PASSAGE TO READ:

Chatbots like ChatGPT might be as good as physicians when it comes to giving ophthalmology patients advice, according to an Aug. 25 report from Medscape.
A study published in an Aug. 22 edition of JAMA Network Open found that eight trained ophthalmologists were able to differentiate medical advice written by humans from advice written by chatbots with an accuracy of 61.3 percent.
The study, which looked at responses to 200 different eye care questions, concluded that chatbots might be just as effective at giving medical advice as trained physicians.
The likelihood of a chatbot response containing incorrect or inappropriate material was similar to human responses, with 77.4 percent of chatbot responses containing no incorrect information, compared to 75.4 percent for human responses. Potential harm from answers was deemed unlikely in 86.5 percent of the chatbot answers and 84 percent of the human answers.
The chatbot was more prone to fabricated responses, according to the report. For example, when asked whether cataract surgery could "shrink" the eye, it replied that "removal of the cataract can cause a decrease in the size of the eye."
Previous studies of ChatGPT's use in ophthalmology have shown varying results, with a 2023 study from Atlanta-based Emory University showing that ChatGPT-4 could appropriately diagnose an ophthalmic patient 93 percent of the time, while researchers from Canada claim that ChatGPT only answered 46 percent of questions correct on an ophthalmology board certification test prep module.

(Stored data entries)
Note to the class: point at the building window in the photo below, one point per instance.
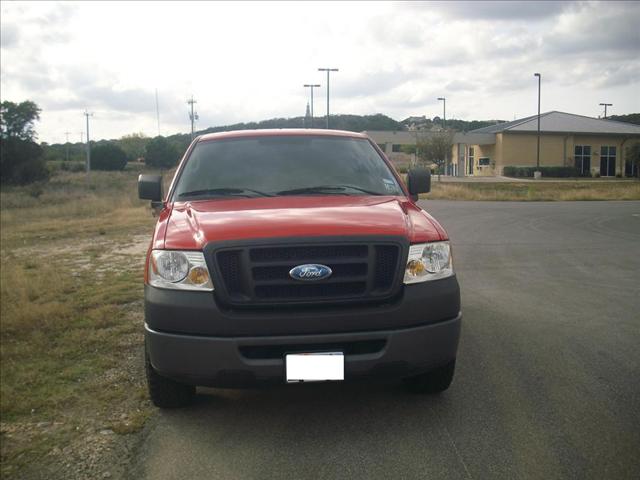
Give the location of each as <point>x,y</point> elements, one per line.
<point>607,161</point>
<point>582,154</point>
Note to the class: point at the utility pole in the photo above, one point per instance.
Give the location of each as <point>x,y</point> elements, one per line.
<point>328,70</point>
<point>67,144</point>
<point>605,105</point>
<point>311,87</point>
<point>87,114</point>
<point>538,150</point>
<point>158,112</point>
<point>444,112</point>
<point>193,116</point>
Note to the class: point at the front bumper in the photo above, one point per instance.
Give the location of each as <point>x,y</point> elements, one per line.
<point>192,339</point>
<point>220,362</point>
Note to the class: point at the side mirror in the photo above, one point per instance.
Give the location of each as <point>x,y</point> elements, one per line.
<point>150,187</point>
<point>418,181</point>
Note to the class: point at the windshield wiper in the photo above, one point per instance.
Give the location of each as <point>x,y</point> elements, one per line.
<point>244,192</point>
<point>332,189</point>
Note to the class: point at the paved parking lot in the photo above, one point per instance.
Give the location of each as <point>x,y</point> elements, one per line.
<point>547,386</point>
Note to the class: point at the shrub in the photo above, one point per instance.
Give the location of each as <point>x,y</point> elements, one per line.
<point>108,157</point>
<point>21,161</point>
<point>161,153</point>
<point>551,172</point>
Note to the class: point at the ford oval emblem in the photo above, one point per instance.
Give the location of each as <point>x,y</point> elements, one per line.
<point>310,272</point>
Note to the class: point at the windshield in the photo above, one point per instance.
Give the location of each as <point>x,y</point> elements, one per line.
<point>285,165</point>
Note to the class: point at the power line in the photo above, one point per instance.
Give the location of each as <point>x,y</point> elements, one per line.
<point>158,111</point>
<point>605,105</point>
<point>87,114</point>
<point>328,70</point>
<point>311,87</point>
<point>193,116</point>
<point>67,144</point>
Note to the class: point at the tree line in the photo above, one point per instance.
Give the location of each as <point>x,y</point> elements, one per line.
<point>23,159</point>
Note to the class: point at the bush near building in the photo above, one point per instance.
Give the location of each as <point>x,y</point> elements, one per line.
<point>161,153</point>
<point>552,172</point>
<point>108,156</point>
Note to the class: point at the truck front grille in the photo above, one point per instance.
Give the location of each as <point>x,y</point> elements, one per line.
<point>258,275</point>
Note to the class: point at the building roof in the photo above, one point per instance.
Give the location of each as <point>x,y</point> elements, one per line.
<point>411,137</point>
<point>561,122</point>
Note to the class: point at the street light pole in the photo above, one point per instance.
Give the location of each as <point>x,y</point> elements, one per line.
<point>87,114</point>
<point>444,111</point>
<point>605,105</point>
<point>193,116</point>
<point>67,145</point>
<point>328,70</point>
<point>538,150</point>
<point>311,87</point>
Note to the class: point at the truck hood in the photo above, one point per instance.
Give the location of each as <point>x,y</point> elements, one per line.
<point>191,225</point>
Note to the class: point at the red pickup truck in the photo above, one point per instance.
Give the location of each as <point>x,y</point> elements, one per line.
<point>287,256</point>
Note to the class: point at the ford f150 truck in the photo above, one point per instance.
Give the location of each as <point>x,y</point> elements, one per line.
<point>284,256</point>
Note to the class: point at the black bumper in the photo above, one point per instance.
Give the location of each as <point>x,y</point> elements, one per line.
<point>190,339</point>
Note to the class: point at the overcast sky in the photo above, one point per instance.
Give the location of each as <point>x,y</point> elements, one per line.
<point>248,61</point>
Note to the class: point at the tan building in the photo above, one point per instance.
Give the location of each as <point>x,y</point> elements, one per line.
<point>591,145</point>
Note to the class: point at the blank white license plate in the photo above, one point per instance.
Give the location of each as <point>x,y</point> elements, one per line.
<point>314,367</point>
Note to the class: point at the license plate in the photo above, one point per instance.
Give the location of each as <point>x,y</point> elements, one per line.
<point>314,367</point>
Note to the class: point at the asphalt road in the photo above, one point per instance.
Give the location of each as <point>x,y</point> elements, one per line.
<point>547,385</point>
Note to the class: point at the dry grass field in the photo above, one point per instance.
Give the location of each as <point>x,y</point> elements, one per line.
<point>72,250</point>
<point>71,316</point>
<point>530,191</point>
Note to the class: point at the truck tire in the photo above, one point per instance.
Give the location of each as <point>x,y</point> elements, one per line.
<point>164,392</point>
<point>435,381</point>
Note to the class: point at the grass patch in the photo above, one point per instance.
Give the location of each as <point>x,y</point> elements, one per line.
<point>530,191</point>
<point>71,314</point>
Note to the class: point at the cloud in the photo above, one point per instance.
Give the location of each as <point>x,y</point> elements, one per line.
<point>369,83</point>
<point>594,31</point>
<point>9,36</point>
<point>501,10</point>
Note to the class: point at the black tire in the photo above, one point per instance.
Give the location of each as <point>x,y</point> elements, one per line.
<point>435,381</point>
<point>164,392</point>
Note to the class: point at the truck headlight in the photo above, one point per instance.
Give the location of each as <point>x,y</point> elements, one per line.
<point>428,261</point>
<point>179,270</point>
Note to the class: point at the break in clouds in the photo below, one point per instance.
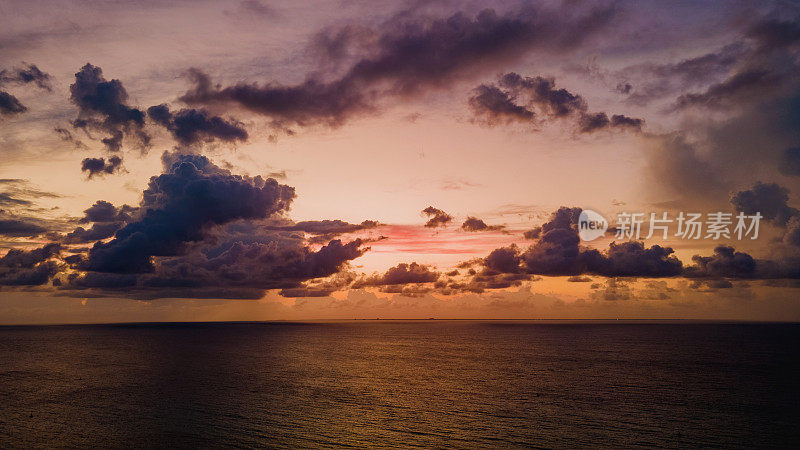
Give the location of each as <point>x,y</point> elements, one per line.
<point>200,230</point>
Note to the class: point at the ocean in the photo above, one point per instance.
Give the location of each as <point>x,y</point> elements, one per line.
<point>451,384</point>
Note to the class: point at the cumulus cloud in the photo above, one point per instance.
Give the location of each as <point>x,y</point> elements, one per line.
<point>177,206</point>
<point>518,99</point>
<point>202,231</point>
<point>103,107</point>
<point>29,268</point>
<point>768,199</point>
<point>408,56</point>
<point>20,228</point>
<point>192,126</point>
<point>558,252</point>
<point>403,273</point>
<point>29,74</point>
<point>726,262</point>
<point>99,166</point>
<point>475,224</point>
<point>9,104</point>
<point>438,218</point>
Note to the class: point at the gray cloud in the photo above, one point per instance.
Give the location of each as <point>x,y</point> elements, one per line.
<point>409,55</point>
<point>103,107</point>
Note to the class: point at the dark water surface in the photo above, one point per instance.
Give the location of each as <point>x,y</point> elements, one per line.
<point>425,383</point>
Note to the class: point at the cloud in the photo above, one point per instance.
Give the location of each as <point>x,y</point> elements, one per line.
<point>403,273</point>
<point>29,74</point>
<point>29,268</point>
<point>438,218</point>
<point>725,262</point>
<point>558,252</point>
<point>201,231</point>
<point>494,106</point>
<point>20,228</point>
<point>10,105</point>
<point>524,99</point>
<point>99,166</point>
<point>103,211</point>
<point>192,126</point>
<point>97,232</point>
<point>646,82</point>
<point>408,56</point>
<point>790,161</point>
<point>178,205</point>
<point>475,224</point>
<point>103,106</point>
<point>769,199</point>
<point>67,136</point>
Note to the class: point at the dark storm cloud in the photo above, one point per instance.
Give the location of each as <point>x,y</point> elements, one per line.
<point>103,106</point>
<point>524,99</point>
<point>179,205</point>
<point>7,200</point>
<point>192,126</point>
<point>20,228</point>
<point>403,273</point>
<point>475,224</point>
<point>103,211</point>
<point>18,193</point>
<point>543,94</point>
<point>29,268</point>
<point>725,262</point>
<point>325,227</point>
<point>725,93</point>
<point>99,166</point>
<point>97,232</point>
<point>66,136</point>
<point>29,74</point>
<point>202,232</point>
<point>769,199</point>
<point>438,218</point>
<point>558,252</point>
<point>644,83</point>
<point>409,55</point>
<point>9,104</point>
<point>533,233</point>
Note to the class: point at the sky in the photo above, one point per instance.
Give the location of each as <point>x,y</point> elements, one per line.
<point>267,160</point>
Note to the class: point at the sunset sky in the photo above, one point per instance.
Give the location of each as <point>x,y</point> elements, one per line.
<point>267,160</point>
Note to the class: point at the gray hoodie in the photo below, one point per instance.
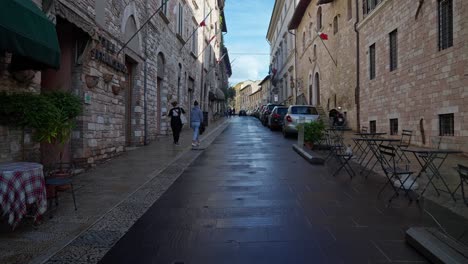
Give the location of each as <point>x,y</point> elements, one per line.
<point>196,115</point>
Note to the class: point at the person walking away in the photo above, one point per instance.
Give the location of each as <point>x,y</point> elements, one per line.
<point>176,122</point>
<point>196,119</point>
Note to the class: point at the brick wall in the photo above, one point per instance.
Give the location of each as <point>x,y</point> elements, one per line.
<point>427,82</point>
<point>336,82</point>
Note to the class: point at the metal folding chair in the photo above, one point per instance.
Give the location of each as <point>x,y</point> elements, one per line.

TASKS TO PERFORM:
a – Reproduce the stretch of the report on chatbots in eye care from "Previous studies of" through "test prep module.".
b – According to the report on chatbots in eye care, what percentage of chatbot responses contained no incorrect information?
The lines shown above were drawn from a different source than the report on chatbots in eye care.

RESULTS:
a –
Previous studies of ChatGPT's use in ophthalmology have shown varying results, with a 2023 study from Atlanta-based Emory University showing that ChatGPT-4 could appropriately diagnose an ophthalmic patient 93 percent of the time, while researchers from Canada claim that ChatGPT only answered 46 percent of questions correct on an ophthalmology board certification test prep module.

b – 77.4 percent of chatbot responses contained no incorrect information.